STATED GOAL:
Restate the complete material exactly.

---------- PROVIDED DATA

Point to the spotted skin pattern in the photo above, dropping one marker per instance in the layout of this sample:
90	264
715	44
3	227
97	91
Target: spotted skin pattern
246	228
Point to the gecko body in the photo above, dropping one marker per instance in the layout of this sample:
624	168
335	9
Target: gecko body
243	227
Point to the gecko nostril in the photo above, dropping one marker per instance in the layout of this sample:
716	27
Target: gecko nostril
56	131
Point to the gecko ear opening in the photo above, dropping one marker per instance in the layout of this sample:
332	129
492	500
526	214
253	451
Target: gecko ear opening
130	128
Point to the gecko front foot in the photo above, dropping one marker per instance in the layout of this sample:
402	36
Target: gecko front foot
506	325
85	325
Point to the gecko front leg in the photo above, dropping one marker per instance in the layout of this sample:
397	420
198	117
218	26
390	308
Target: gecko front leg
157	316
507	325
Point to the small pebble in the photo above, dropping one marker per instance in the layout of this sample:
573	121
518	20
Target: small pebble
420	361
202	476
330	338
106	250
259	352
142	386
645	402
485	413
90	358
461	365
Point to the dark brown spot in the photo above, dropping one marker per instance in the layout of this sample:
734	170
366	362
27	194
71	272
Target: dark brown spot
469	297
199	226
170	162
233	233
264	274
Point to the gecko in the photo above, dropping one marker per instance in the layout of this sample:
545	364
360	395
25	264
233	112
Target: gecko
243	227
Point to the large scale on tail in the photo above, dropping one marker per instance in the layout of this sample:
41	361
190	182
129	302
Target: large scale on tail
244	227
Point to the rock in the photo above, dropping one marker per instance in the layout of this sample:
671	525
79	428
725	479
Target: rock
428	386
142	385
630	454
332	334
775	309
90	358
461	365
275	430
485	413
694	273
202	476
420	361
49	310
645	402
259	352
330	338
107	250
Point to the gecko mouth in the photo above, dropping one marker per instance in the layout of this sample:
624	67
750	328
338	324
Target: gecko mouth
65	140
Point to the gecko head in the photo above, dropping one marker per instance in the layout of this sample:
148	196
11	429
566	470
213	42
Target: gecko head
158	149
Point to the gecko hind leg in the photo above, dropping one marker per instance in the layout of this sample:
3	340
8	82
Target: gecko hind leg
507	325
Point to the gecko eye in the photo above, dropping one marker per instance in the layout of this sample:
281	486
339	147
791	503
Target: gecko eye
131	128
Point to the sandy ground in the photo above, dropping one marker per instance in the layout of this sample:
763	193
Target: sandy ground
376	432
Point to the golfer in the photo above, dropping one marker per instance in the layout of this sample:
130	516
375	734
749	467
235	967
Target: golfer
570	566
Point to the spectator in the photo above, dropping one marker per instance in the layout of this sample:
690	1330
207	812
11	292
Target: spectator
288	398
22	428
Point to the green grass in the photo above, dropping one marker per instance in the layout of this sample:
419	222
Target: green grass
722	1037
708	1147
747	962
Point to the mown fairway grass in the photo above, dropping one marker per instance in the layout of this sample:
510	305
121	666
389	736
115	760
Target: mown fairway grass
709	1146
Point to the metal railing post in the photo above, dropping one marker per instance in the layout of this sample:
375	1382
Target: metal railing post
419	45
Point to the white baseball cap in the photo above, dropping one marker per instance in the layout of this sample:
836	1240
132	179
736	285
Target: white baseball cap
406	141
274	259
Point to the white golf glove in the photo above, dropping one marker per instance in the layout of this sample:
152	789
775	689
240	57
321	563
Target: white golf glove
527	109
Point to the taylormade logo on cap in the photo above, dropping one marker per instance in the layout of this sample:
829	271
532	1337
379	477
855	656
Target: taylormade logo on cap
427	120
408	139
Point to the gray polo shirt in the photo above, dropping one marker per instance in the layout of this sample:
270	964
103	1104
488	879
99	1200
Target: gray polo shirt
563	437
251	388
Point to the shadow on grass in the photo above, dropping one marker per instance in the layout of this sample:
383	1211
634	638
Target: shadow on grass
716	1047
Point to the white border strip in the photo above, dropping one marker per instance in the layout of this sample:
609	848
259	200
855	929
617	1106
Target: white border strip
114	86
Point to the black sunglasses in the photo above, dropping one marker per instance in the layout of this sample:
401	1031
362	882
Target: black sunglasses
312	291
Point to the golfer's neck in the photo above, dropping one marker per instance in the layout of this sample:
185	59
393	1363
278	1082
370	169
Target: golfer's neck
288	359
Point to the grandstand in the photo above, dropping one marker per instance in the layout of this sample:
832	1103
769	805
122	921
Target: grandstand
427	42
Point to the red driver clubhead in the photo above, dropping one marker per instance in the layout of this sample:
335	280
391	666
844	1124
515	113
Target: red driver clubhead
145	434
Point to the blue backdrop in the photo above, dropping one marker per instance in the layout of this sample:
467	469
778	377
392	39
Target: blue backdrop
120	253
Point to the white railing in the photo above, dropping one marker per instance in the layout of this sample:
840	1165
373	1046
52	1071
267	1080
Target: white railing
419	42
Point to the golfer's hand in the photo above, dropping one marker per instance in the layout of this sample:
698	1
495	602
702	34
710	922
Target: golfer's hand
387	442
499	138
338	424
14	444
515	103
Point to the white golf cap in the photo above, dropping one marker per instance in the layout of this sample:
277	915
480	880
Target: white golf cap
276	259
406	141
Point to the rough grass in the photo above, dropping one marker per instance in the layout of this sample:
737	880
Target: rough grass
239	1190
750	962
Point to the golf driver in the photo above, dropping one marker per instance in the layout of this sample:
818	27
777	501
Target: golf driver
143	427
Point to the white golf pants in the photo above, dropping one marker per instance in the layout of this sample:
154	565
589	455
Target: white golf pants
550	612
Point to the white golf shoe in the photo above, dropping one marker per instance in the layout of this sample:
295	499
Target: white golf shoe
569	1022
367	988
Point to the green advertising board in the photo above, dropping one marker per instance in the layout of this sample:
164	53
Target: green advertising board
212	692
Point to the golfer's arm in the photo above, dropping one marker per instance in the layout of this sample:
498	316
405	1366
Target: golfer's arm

--------------------

SOLUTION TO THIS EXERCISE:
Point to the spotted skin pattern in the photo above, dropping one marker per instance in the layout of this sample:
90	264
715	44
3	227
97	91
Target: spotted skin pattern
246	228
Point to the gecko body in the photo above, dropping one marker per instance in the layout of this sample:
624	168
335	9
Target: gecko body
243	227
Point to the gecko nostril in the photo above, dropping one marker per instance in the layout of this sample:
716	27
Target: gecko nostril
56	131
Point to the gecko ear opening in the photo above, dropping one marker per instance in the layout of this sample:
332	129
492	500
526	214
253	451
Target: gecko ear opening
130	128
Point to the gecko front foot in the photo above, dropping one marker per instance in the layout of this sample:
402	36
Target: gecko front foot
506	325
85	325
Point to the gecko front leg in the photo above, dropping one marker per instance in the layout of this sample:
397	420
198	117
218	26
390	308
Target: gecko front leg
157	316
507	325
Point to the small pebble in the photo above, dropping one marker per instance in the layout of this sample:
573	121
518	20
Target: small pebble
420	361
202	476
330	338
106	250
259	352
142	386
645	402
485	413
90	358
461	365
Point to the dark brown spot in the photo above, dropping one marker per instance in the layout of this sample:
734	170
366	362
27	194
71	272
Target: dark brown spot
469	297
199	226
170	162
233	233
264	274
Point to the gecko in the photo above, dropping one marker per instance in the layout of this sample:
545	364
360	395
25	264
233	112
Target: gecko
243	227
Point to the large scale on tail in the photo above, dropping one marker per instance in the layout of this sample:
41	361
190	182
129	302
Target: large scale on tail
244	227
Point to the rock in the photo above, dropping one marker per instance in the layout of this sample:
671	525
79	428
725	479
Target: rock
428	386
142	385
630	454
332	334
775	309
90	358
461	365
275	430
485	413
694	273
202	476
420	361
49	310
645	402
259	352
330	338
107	250
Point to the gecko mouth in the photo above, dropping one marker per instance in the layout of this sample:
624	67
750	328
338	324
Target: gecko mouth
65	140
Point to the gecko head in the photo above, dropping one marker per instance in the layout of this sample:
148	196
11	429
566	470
213	42
Target: gecko head
158	149
Point to the gecko hind leg in the photo above, dropping one marker per instance in the layout of this sample:
3	340
8	82
Target: gecko hind leg
507	325
Point to the gecko eye in the photo above, dropping one marker per instance in the layout of this sample:
281	486
339	147
791	503
Target: gecko eye
131	128
Point to the sandy ground in the photo above, dropping one marker per instance in the layout of this sample:
763	193
Target: sandy ground
376	432
Point to the golfer in the photo above, dropping one marker per instance in the layout of this sample:
130	516
375	734
749	467
235	967
Target: golfer
570	566
Point to the spectator in the photo above, dropping one marker per instance in the layout of this sample:
690	1330
207	812
11	292
Target: spectator
288	398
22	428
Point to the green grass in the photo above, dropping one marker per instance in the layout of this sample:
419	222
Target: green grass
722	1037
708	1147
747	962
Point to the mown fairway grass in the photo above, dropping one marker per instance in the layout of this sample:
510	305
121	666
389	736
115	760
Target: mown fairway grass
709	1146
Point to the metal railing post in the photo above, dropping one marker per instance in the layout of this sample:
375	1382
Target: metal railing post
419	45
Point to the white baseball cap in the photo above, dropping one marker per instance in the layout of this sample:
836	1240
132	179
736	285
Target: white baseball cap
406	141
274	259
Point to the white golf glove in the photo above, dropping one marker per instance in the layout of this sample:
152	789
775	689
240	57
321	563
Target: white golf glove
527	109
Point to the taylormade logo on cap in the photo above, dropping one marker per instance in the layout of this sample:
829	271
532	1337
379	477
855	656
Target: taylormade logo on cap
427	120
408	139
Point to the gray polo shirt in the photo above, dropping one marker per instance in the layout of this sample:
270	964
103	1104
488	879
99	1200
Target: gray polo shirt
563	437
251	388
Point to the shadow on grass in the photo above, dropping one marker per instance in the layout of this sample:
383	1211
634	638
Target: shadow on grass
716	1047
Point to the white border strip in the photo above, dropping one marker per instance in the layout of this sample:
609	848
259	200
855	929
617	1106
Target: white border strip
114	86
Point to the black sunglasses in the photo above, dropping one marker per instance in the layout of this sample:
401	1031
362	882
Target: black sunglasses
312	291
Point to the golfer's neck in the photo above, dropping one marker per instance in the layout of this sample:
185	59
393	1363
278	1082
370	169
Target: golfer's neck
288	359
Point to the grandstand in the photo above, dropping one marker per instance in the layout of this sample:
832	1103
769	805
122	921
Target: grandstand
427	42
Point to the red driver clubhead in the photo above, dropping one marker per instance in the layout of this sample:
335	280
391	666
844	1124
515	113
Target: red driver clubhead
145	434
Point to the blue backdrop in the photo above, dropping one marker per instance in the layout of this sample:
467	469
778	377
392	39
Target: blue backdrop
120	253
Point to the white railing in the photo above, dropping one marker per instance in the layout of this sample:
840	1165
373	1046
52	1071
267	1080
Target: white railing
419	42
Point to the golfer's hand in the photo above, dropping one marker per instance in the layout of this sample:
698	1
495	602
702	34
710	922
Target: golfer's hand
387	442
499	138
338	424
14	444
515	103
Point to the white golf cap in the photo above, dropping one marker per instance in the layout of this sample:
277	915
480	880
Target: white golf cap
276	259
406	141
Point to the rough grass in the photo above, dropping one marker per instance in the layout of this sample:
737	880
Target: rough grass
239	1190
750	962
Point to the golf driver in the photo above, dropping one marker per instance in the layout of this sample:
818	27
777	501
Target: golf driver
143	427
Point to the white golf pants in the photo above, dropping one marker per instance in the layout of this sample:
154	565
589	455
Target: white golf pants
550	612
Point to the white golf shoe in the photo above, dropping one marker per instance in the layout of this sample:
295	499
Target: white golf shoe
569	1022
367	988
Point to the green advertising board in the photo above, dropping one marker per instance in the layout of this sample:
164	53
Target: green advertising board
212	692
Point to the golfer's arm in the photo above, dropping one marker per instance in the layout of this sample:
498	316
405	1366
Target: golfer's arm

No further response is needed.